▶ [Objectif A] Résumez en deux phrases le texte sur la réforme du code du travail.
▶ [Objectif B] Reprenez le texte sur la réforme du code du travail à la suite de sa dernière phrase.

Faisant confiance à la négociation collective, je souhaite associer les partenaires sociaux à la rédaction d'un nouveau code du travail et leur confier la définition de la future représentativité territoriale pour les entreprises de moins de cent salariés. Ces deux mesures, situées aux articles 1er et 7, revêtent une grande importance. Le code du travail est passé de 600 articles en 1973 à 12 000 actuellement ; cette situation n'est plus tenable, ni pour les employeurs ni pour les salariés. Elle crée une insécurité juridique et des tensions dans les entreprises. De nombreux acteurs politiques et économiques appellent de leurs voeux la réforme du code du travail qui s'avère essentielle.

▶ [Données fournies]
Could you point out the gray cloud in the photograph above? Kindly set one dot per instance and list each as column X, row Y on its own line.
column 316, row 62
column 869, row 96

▶ [Réponse finale A] Le texte propose d'associer les partenaires sociaux à la rédaction d'un nouveau code du travail et de leur confier la définition de la future représentativité territoriale des entreprises de moins de cent salariés, deux mesures importantes prévues aux articles 1er et 7. Passé de 600 articles en 1973 à 12 000 aujourd'hui, le code du travail crée une insécurité juridique et des tensions dans les entreprises, et de nombreux acteurs politiques et économiques demandent sa réforme, jugée essentielle.

▶ [Réponse finale B]
Je ne souhaite toutefois pas une réforme venant d'en haut, c'est-à-dire du pouvoir exécutif ou législatif, car un sujet d'une telle envergure mérite la constitution d'une commission dédiée spécialement à ce sujet et chargée de proposer un nouveau code du travail dont le Parlement déciderait l'adoption. Cette commission disposerait d'un an pour élaborer ce nouveau code, car le temps presse ; sa composition variée serait le gage de la qualité du dialogue social. Certaines lignes directrices, comme la mise en place de seuils sociaux simplifiés à partir de cent salariés, d'un contrat de travail à droits progressifs ou de la création d'une instance unique de représentation des salariés sont précisées pour la proposition de loi. Il revient au législateur de fixer les grandes lignes à une telle commission ; c'est d'ailleurs la méthode adoptée par le Gouvernement lorsqu'il adresse aux partenaires sociaux une lettre d'orientation contenant les sujets de négociation.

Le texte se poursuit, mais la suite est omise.